Stored data
........
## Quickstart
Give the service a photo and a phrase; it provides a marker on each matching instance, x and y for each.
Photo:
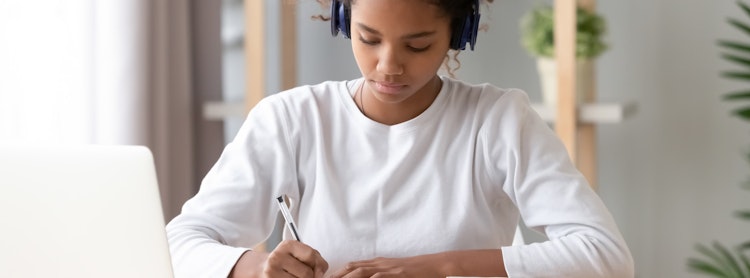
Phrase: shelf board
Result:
(218, 110)
(599, 113)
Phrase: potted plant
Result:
(717, 259)
(537, 29)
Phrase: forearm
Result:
(486, 263)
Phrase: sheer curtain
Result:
(104, 72)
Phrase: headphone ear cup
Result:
(466, 31)
(339, 19)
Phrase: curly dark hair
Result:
(457, 10)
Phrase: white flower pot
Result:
(548, 77)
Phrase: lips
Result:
(389, 87)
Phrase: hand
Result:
(419, 266)
(289, 259)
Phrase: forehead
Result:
(398, 15)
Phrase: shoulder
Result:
(487, 99)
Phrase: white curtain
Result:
(102, 72)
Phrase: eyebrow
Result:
(409, 36)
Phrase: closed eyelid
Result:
(417, 35)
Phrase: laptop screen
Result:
(88, 211)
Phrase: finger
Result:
(307, 255)
(361, 272)
(321, 266)
(282, 260)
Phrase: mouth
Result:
(389, 87)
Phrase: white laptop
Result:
(88, 211)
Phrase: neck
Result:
(395, 113)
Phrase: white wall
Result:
(671, 174)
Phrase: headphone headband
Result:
(465, 32)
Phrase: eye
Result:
(367, 42)
(418, 49)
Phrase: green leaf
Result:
(730, 262)
(743, 75)
(739, 25)
(746, 263)
(735, 46)
(737, 95)
(697, 265)
(736, 59)
(745, 215)
(744, 7)
(743, 113)
(744, 246)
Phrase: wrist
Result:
(249, 264)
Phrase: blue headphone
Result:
(465, 32)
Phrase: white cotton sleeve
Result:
(553, 198)
(234, 209)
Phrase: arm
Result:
(289, 257)
(235, 209)
(553, 198)
(477, 263)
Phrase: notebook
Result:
(88, 211)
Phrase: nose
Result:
(389, 62)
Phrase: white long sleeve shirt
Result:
(456, 177)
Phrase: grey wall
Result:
(670, 174)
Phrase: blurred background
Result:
(146, 72)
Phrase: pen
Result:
(288, 217)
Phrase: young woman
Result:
(402, 173)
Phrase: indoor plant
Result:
(537, 37)
(717, 259)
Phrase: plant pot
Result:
(547, 69)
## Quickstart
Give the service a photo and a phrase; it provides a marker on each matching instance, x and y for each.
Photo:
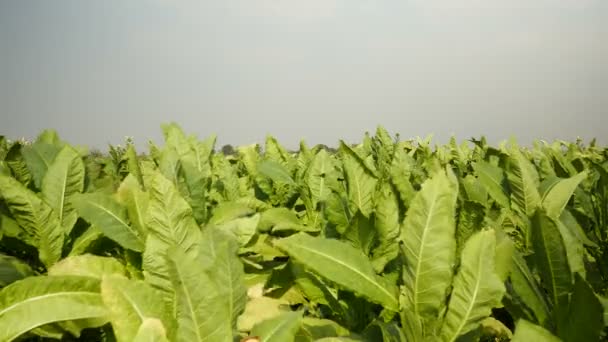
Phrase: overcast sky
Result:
(321, 70)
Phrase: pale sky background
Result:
(321, 70)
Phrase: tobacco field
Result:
(383, 240)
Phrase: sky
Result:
(319, 70)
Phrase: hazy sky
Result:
(315, 69)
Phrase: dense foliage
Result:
(386, 240)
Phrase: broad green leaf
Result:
(429, 245)
(477, 287)
(218, 257)
(12, 269)
(39, 156)
(493, 179)
(242, 229)
(133, 165)
(259, 309)
(387, 227)
(130, 303)
(526, 332)
(557, 198)
(319, 176)
(110, 217)
(551, 260)
(282, 328)
(361, 181)
(63, 179)
(151, 330)
(360, 233)
(131, 195)
(275, 171)
(85, 241)
(201, 311)
(88, 265)
(342, 264)
(585, 320)
(525, 286)
(524, 183)
(36, 301)
(400, 172)
(280, 219)
(35, 217)
(169, 215)
(337, 212)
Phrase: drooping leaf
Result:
(526, 331)
(493, 179)
(361, 181)
(524, 183)
(387, 227)
(477, 287)
(12, 269)
(525, 286)
(219, 259)
(585, 319)
(151, 330)
(36, 301)
(39, 156)
(551, 260)
(429, 245)
(557, 198)
(131, 195)
(201, 311)
(342, 264)
(35, 217)
(110, 217)
(169, 215)
(63, 179)
(275, 171)
(88, 265)
(282, 328)
(320, 175)
(131, 303)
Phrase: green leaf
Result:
(169, 215)
(151, 330)
(429, 245)
(63, 179)
(282, 328)
(131, 303)
(275, 171)
(88, 265)
(387, 227)
(39, 156)
(492, 178)
(131, 195)
(320, 176)
(110, 217)
(219, 259)
(551, 260)
(201, 313)
(342, 264)
(12, 269)
(557, 198)
(585, 319)
(361, 181)
(477, 287)
(524, 183)
(36, 301)
(35, 217)
(526, 332)
(400, 172)
(84, 242)
(525, 286)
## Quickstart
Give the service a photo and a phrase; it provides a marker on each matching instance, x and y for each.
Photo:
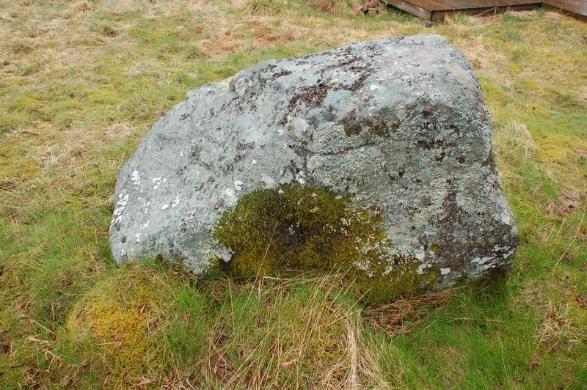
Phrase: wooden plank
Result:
(410, 8)
(577, 7)
(439, 9)
(438, 16)
(451, 5)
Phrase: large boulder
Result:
(397, 126)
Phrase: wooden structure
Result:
(437, 10)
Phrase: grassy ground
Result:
(82, 81)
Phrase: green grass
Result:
(82, 81)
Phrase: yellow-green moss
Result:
(308, 228)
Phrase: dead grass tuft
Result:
(400, 316)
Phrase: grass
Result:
(82, 81)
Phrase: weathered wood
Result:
(438, 9)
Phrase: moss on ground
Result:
(311, 228)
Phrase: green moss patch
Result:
(308, 228)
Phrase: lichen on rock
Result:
(399, 124)
(311, 228)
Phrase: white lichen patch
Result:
(229, 197)
(268, 181)
(156, 182)
(175, 201)
(120, 204)
(135, 178)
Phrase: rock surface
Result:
(398, 124)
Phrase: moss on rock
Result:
(309, 228)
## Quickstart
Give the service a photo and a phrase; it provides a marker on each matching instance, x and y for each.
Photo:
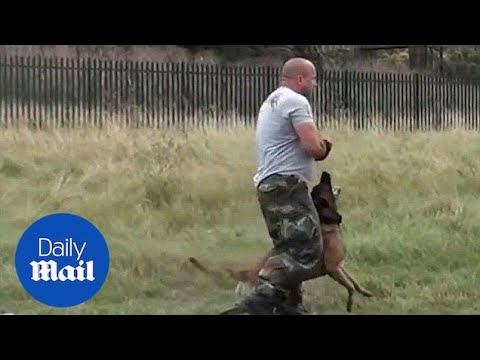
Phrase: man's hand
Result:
(311, 140)
(328, 146)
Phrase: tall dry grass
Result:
(409, 203)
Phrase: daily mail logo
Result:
(62, 260)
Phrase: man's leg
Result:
(293, 225)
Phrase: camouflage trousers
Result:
(294, 227)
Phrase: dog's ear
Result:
(329, 216)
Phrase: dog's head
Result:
(324, 198)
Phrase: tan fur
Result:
(333, 257)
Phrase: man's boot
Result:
(264, 299)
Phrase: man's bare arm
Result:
(313, 143)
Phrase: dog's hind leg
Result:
(340, 277)
(357, 286)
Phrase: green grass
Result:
(410, 206)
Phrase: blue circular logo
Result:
(62, 260)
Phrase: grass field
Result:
(410, 206)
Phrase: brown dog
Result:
(324, 198)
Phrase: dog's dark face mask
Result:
(324, 200)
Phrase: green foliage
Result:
(411, 236)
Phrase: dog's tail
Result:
(204, 269)
(238, 275)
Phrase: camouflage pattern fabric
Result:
(294, 227)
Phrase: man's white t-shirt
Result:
(278, 147)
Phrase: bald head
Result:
(297, 66)
(299, 74)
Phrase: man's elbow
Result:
(319, 151)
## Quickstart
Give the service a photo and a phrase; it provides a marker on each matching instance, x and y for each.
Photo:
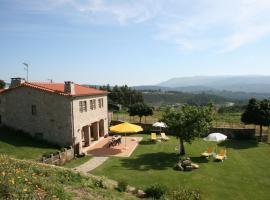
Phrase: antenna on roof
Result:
(26, 69)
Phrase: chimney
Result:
(69, 87)
(16, 82)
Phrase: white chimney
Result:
(16, 82)
(69, 87)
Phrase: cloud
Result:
(222, 26)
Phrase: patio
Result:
(101, 148)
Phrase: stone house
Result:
(61, 113)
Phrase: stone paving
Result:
(125, 149)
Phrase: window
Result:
(93, 104)
(34, 109)
(100, 103)
(83, 106)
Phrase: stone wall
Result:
(52, 121)
(59, 158)
(232, 133)
(82, 119)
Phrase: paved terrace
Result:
(102, 149)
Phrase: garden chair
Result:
(221, 156)
(153, 136)
(164, 137)
(208, 153)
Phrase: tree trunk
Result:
(182, 147)
(260, 133)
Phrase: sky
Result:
(134, 42)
........
Every line with "white" in it should be copied from the entries.

Written solution |
Phrase: white flower pot
Phrase: white curtain
Phrase: white laptop
Phrase: white wall
Phrase: white cotton sleeve
Phrase: white long sleeve shirt
Phrase: white lichen patch
Phrase: man's white t-shirt
Phrase: white chimney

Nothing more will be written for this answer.